EXCERPT PROVIDED ::
• • • • •
It was then refactored into the PileupBuilder and swapped from a negative filter (exclude) to a positive filter (include):

The filter still behaves correctly:

Action Behavior
True Do not apply the filter.
False Remove FR pairs where the position in that pair is outside the insert coordinates. Otherwise keep the record (single-end, RF pair, tandem pair).

Because of this semantic change, the includeMapPositionsOutsideFrInsert filter behaves correctly but its meaning might be unclear. Why would someone want to include map positions outside the FR pair? I now think the filter should behave exactly as it is now but be called:

And its default set to true.

clintval commented 4 months ago

What do you think of renaming includeMapPositionsOutsideFrInsert to includeMapPositionsInsideFrInsert and swapping the default boolean from false to true? It would be a breaking Scala API change, but gratefully the name change would require a developer who is using it to reconsider the filter when updating their use of the API.

clintval commented 4 months ago

@jrm5100 I don't think we want to exclude records in a pair where a mate maps to a different reference sequence. Although these pairs would not be proper, they should still count towards coverage when requesting a pile up of reads overlapping either of the reads in the pair.

But if you do not want to include pairs with reads mapped to different reference sequences, you can add a custom filter like:

PileupBuilder(source).withReadFilter(rec => rec.refName == rec.mateRefName)
jrm5100 commented 4 months ago

I think the main sticking point here is the intention of the filter.

Anything not isFRPair includes:

Reads that are isFrPair may look like this:

        ─────────────────────────►     

   ◄────────────────────────           

        │                  │           
        │   Insert Size    │           
        │                  │                            

and being OutsideFrInsert would mean in the 3' tails that likely aren't real.

So is the filter meant to:

The distinction is where isFrPair is used.

It seems like the second is the intended usage. In that case I think the current filter name and functionality is fine, but the internal function just needs to be renamed and used slightly differently:

if (compare) compare = if (!includeMapPositionsOutsideFrInsert && rec.isFrPair) {
          PileupBuilder.positionIsInsideFrInsert(rec, refIndex = refIndex, pos = pos)
        } else { compare }

In this case the && rec.isFrPair is actually necessary, since positionIsInsideFrInsert is False if the record isn't in a FR pair, and I think that was my main source of confusion for the intention of the filter.


@jrm5100 I don't think we want to exclude records in a pair where a mate maps to a different reference sequence. Although these pairs would not be proper, they should still count towards coverage when requesting a pile up of reads overlapping either of the reads in the pair.

But if you do not want to include pairs with reads mapped to different reference sequences, you can add a custom filter like:

PileupBuilder(source).withReadFilter(rec => rec.refName == rec.mateRefName)

Yeah, after reading through the code more I realized that and settled on

PileupBuilder(source).withReadFilter(rec => rec.isFrPair)

Which is slightly more strict, but works for my purposes.

clintval commented 4 months ago

Yes, this was the original intent of the filter:

Keep those not isFrPair but when they are isFrPair, make sure they aren't outside the insert region

So I need to revert the change I just made and update the documentation to be more clear. The original rec.isFrPair wasn't redundant! I've just gotten myself confused along the way.
• • • • •
WHAT TO PRODUCE :: Return, word for word, the stretch of the pileup filter discussion from "It was then" through "apply the filter.".

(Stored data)
• • • • •
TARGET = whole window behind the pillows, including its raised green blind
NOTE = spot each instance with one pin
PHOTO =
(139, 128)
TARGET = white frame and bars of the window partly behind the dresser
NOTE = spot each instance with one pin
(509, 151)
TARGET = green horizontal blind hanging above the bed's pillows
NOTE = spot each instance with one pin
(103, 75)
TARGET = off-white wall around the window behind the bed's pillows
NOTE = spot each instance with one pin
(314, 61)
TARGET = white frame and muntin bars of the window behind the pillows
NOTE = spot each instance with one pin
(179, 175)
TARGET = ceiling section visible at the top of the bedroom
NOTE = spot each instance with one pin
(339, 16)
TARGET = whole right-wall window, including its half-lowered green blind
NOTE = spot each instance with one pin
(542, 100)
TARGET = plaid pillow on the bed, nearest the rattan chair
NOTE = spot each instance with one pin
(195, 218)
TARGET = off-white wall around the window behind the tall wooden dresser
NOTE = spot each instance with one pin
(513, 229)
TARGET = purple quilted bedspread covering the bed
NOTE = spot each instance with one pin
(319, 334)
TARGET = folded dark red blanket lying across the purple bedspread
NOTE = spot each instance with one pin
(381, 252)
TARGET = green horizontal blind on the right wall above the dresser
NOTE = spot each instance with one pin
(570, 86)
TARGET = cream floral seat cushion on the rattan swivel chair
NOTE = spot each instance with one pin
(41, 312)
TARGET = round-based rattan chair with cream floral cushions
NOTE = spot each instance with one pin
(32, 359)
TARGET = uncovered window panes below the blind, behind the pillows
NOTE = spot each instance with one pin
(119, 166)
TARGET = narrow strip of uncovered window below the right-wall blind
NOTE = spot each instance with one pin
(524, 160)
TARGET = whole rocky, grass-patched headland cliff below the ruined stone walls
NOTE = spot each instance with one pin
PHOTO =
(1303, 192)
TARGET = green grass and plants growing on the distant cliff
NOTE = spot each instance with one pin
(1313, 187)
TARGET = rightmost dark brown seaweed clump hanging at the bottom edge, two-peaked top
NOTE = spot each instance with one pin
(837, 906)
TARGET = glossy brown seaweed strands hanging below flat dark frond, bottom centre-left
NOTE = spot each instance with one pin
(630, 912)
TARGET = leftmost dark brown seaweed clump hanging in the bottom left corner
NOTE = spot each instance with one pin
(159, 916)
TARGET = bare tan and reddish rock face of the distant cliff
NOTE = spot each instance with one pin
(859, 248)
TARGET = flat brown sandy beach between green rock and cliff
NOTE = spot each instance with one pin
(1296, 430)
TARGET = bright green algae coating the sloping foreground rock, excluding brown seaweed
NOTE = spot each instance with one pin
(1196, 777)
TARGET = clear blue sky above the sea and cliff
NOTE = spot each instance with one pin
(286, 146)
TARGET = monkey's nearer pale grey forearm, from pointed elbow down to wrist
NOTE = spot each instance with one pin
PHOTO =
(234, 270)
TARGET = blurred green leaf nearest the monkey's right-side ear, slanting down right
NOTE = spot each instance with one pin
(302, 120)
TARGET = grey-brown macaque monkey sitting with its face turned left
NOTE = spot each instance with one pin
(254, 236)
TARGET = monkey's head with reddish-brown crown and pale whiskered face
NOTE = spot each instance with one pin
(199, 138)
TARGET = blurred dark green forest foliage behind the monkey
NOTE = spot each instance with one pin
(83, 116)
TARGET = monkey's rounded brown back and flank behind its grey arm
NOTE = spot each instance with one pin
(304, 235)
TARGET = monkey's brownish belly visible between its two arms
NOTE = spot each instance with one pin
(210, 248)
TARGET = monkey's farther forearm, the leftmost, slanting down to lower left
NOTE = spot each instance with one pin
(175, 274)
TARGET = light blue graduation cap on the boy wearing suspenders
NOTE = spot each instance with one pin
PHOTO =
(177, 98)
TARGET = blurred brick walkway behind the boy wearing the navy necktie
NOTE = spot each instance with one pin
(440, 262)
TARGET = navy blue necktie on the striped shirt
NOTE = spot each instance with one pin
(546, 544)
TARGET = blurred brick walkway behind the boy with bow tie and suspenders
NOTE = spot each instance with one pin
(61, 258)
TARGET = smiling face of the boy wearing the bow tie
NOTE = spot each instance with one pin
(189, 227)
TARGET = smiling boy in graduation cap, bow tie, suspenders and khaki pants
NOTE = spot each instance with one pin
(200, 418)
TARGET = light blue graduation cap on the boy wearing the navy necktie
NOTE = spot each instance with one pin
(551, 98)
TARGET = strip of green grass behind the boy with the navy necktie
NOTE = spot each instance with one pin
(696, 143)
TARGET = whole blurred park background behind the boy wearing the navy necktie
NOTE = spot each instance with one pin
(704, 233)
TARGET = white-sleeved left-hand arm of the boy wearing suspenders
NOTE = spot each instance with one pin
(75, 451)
• • • • •
SOLUTION TO THE EXERCISE ::
It was then refactored into the PileupBuilder and swapped from a negative filter (exclude) to a positive filter (include):

The filter still behaves correctly:

Action Behavior
True Do not apply the filter.